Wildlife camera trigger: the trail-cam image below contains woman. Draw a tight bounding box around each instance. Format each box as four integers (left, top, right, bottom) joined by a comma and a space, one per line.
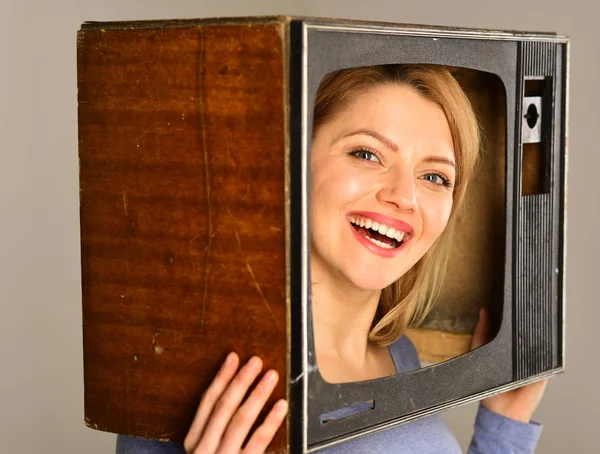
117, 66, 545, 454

...

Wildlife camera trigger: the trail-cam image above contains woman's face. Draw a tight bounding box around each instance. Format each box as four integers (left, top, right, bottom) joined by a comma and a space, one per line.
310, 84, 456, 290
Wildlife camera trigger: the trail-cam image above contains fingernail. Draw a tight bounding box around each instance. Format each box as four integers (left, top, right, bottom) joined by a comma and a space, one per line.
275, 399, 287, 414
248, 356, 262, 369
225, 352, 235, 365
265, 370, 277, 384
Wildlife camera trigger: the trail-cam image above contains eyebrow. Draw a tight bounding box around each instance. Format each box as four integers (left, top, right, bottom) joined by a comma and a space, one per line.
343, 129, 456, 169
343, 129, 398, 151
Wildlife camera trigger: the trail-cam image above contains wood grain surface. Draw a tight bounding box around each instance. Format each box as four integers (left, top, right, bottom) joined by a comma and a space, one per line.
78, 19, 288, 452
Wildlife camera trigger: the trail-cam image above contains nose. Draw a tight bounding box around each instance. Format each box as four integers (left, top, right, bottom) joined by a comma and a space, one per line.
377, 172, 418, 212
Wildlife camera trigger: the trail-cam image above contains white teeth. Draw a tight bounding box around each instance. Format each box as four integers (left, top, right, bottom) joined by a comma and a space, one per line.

...

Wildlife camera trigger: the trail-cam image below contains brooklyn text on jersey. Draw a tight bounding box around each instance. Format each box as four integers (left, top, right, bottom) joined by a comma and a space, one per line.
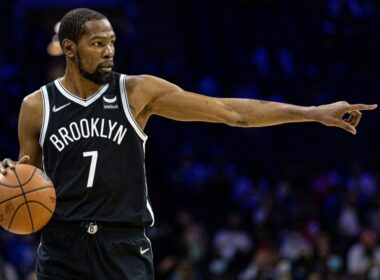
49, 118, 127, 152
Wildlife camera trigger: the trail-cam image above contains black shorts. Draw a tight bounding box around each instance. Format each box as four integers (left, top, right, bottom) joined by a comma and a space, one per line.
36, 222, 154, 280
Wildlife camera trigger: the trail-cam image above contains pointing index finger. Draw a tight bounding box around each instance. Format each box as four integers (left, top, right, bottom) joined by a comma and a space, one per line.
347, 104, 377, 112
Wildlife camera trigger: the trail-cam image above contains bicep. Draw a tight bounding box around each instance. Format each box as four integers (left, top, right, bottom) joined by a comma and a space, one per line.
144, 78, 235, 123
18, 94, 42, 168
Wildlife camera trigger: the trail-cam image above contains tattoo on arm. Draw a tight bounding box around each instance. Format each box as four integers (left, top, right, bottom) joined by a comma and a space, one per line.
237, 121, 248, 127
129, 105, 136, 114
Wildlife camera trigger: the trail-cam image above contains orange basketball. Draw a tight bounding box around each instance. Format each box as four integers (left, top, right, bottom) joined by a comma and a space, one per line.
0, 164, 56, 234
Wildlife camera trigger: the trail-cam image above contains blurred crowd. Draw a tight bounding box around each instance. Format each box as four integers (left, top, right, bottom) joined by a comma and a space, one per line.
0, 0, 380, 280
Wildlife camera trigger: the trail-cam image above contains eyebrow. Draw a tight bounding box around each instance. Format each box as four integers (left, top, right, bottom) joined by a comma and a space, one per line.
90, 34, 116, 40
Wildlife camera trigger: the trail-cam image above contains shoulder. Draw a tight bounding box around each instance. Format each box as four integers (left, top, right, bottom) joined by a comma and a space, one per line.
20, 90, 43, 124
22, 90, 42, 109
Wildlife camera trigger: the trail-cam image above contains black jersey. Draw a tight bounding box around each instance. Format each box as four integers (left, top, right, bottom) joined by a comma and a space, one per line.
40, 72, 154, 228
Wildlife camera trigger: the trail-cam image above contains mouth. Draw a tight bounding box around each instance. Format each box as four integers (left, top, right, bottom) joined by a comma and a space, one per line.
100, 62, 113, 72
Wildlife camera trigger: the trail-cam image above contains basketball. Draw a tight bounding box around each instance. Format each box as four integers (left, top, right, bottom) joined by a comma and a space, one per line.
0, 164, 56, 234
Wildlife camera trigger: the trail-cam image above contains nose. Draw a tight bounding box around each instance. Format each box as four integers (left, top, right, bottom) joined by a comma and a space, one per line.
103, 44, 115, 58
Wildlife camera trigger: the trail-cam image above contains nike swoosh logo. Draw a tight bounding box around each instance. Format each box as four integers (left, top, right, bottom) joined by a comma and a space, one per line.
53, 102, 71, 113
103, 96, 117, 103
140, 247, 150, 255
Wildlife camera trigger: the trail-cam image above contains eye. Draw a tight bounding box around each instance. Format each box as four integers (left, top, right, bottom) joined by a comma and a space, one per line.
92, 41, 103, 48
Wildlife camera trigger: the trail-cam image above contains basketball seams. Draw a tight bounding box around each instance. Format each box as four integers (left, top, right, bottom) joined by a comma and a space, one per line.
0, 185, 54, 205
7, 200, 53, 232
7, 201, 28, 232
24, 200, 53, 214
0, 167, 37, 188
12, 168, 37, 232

**Aim of the task**
Copy the lines of the listing from the one holding "above contains blurred" through the one holding "103, 44, 115, 58", including both ends, without any change.

**Worked solution**
Wildlife camera trigger: the trail-cam image above contains blurred crowd. Draw a tight bounding box around each instance. Format each box as four integers (left, top, right, bottom) joined by a comma and a space, one per line.
0, 0, 380, 280
Wildlife camera trigger: the trail-cam image above contains eyebrow. Draw a tight bounding box around each instance. Format each box as four integers (left, top, right, bottom) joined by a comma and a space, one per line.
90, 34, 116, 40
Wildlife camera trigger: the trail-cam image above contains shoulder. Draw a tight bounding box around each instance. Format each box as four integers (left, top, right, bottom) joined by a comma and a space, one per line.
20, 90, 43, 124
22, 90, 42, 109
Wildlife camera trigger: the trail-cam image above contains black jersey. Draw a tight bounding box around each instance. Format each box as four integers (left, top, right, bottom) joined by a comma and a space, one per line.
40, 72, 154, 228
Wildlife camera trigger: the trail-cam image above contains mouth. Draw a tight bounding box around each instance. Format each box as four integers (left, top, right, bottom) joined by a comma and a space, one per line.
100, 62, 113, 72
Wildlife camera trigger: the trail-cam image above contains basketball. Draw a tight bounding box around each instance. Format each box as four integers (left, top, right, bottom) joined by a comma and a space, one per line.
0, 164, 56, 234
Wildlife camera trigger: the trail-cam image above contains nose. Draw a tight bounding box around each instance. Format each box as four integers (left, top, right, bottom) joined by a comma and a space, one per line.
103, 44, 115, 58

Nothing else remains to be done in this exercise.